What needs to be done: Return every line of the listing below that contains the string "Target". Matching is case-sensitive.
━━━ Materials provided ━━━
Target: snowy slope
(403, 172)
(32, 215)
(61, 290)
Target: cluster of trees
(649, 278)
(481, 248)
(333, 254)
━━━
Correct response:
Target: snowy slope
Target: cluster of trees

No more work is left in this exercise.